Updated 07 Dec, 2016 02:45pm

Supreme Court focus remains on Maryam Nawaz's expenditures

Focus remained on Maryam Nawaz's finances and expenditures in the Supreme Court on Wednesday as the hearing of the Panamagate case resumed.

Chief Justice Anwar Zaheer Jamali was presiding over a five-member bench of the apex court hearing the case when Justice Sheikh Azmat Saeed asked, "How are Maryam Nawaz's expenditures covered?"

Justice Saeed said that according to tax return records, Maryam Nawaz's taxable income is zero. He added that the prime minister's daughter has no job or source of income.

"The sources of her finance are gifts that she received from her brothers and her father and agriculture," Justice Azmat added.

"In her tax returns, Maryam has stated her income as Rs21million while her travel costs are Rs35million," Justice Azmat said.

During the hearing, Justice Azmat told Salman Aslam Butt, Prime Minister Nawaz Sharif's counsel, that his arguments so far had not helped resolve whether or not Maryam Nawaz was a dependent of the premier.

Justice Azmat inquired after the 43-kanal agricultural land in Mansehra district, which is worth Rs243 million and was declared under the name of Maryam Nawaz by the prime minister in his 2011-12 income tax returns.

"When did Maryam Nawaz give the prime minister money for the land?" Justice Azmat asked.

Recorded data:
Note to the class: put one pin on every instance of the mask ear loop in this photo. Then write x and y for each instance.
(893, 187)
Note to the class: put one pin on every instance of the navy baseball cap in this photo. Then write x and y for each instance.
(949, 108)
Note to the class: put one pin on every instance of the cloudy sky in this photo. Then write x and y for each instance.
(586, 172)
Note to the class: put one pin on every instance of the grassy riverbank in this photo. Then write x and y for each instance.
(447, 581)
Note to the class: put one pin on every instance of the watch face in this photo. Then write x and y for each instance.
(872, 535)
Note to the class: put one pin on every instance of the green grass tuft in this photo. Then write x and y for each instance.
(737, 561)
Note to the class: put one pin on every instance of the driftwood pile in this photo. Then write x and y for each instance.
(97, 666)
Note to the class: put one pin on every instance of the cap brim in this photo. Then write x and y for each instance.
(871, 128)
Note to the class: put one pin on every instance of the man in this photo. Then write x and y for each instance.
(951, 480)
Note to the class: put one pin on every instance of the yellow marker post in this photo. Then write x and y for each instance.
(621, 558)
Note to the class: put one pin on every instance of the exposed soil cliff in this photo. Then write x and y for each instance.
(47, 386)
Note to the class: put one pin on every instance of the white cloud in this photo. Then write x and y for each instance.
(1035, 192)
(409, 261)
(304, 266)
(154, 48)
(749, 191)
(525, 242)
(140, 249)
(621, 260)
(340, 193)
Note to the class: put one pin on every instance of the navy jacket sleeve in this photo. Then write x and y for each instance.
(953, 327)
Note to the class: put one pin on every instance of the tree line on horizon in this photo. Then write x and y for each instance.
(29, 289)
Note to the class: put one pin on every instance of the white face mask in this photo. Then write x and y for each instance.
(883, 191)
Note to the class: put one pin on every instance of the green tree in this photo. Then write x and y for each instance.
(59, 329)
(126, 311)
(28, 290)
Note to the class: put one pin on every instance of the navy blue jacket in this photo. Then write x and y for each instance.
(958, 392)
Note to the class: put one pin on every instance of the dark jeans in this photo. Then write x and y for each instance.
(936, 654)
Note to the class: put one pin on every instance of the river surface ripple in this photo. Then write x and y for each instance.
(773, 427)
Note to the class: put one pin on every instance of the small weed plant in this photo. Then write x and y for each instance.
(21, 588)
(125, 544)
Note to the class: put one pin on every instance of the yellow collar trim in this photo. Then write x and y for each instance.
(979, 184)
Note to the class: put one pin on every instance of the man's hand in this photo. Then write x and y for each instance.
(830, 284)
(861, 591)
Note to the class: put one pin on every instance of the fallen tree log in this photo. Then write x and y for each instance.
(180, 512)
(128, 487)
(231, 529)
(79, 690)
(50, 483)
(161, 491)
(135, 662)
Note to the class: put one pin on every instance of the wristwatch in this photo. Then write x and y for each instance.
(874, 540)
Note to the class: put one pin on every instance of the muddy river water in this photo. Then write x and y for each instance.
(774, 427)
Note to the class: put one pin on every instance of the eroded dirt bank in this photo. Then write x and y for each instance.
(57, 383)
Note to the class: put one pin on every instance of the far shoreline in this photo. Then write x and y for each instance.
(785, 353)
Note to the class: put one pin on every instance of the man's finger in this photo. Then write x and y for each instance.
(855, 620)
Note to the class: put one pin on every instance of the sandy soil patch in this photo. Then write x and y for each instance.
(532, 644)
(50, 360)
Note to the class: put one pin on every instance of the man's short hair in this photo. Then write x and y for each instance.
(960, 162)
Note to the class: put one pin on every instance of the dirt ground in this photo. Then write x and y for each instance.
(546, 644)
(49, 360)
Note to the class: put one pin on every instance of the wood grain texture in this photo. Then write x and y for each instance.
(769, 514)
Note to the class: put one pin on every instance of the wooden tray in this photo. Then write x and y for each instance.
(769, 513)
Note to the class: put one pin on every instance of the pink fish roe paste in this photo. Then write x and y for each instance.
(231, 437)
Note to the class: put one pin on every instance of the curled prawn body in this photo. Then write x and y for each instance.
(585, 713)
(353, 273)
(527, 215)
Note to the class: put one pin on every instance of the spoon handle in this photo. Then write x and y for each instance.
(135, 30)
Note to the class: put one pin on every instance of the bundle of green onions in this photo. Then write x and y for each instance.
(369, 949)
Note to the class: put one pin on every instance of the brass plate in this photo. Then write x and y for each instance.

» **GOAL OF THE EXERCISE**
Write a continuation of the news report on the Supreme Court hearing about Maryam Nawaz's expenditures, picking up right after its final sentence.

» **IN RESPONSE**
Salman Butt told the apex court that the land was bought on April 19, 2011. He said that the prime minister had given the money for the land as a gift to his daughter, who later returned the amount to him in the form of the land.

During yesterday's hearing, Salman Butt, referring to the 2011-12 income tax returns of the prime minister, said his client had to declare the purchase of the agricultural land in the name of his daughter because there was no separate column in the tax returns for independent children.

But mentioning her name in column 12 of the tax returns, Butt had argued, did not mean that she was her father’s dependant. The system would have not accepted the returns had the prime minister concealed the property because it was electronic filing, he explained.

The apex court then asked the counsel to consult with their clients whether they would prefer a commission to be formed to probe the case further or to have the court make decisions.

The hearing was subsequently adjourned to Dec 9.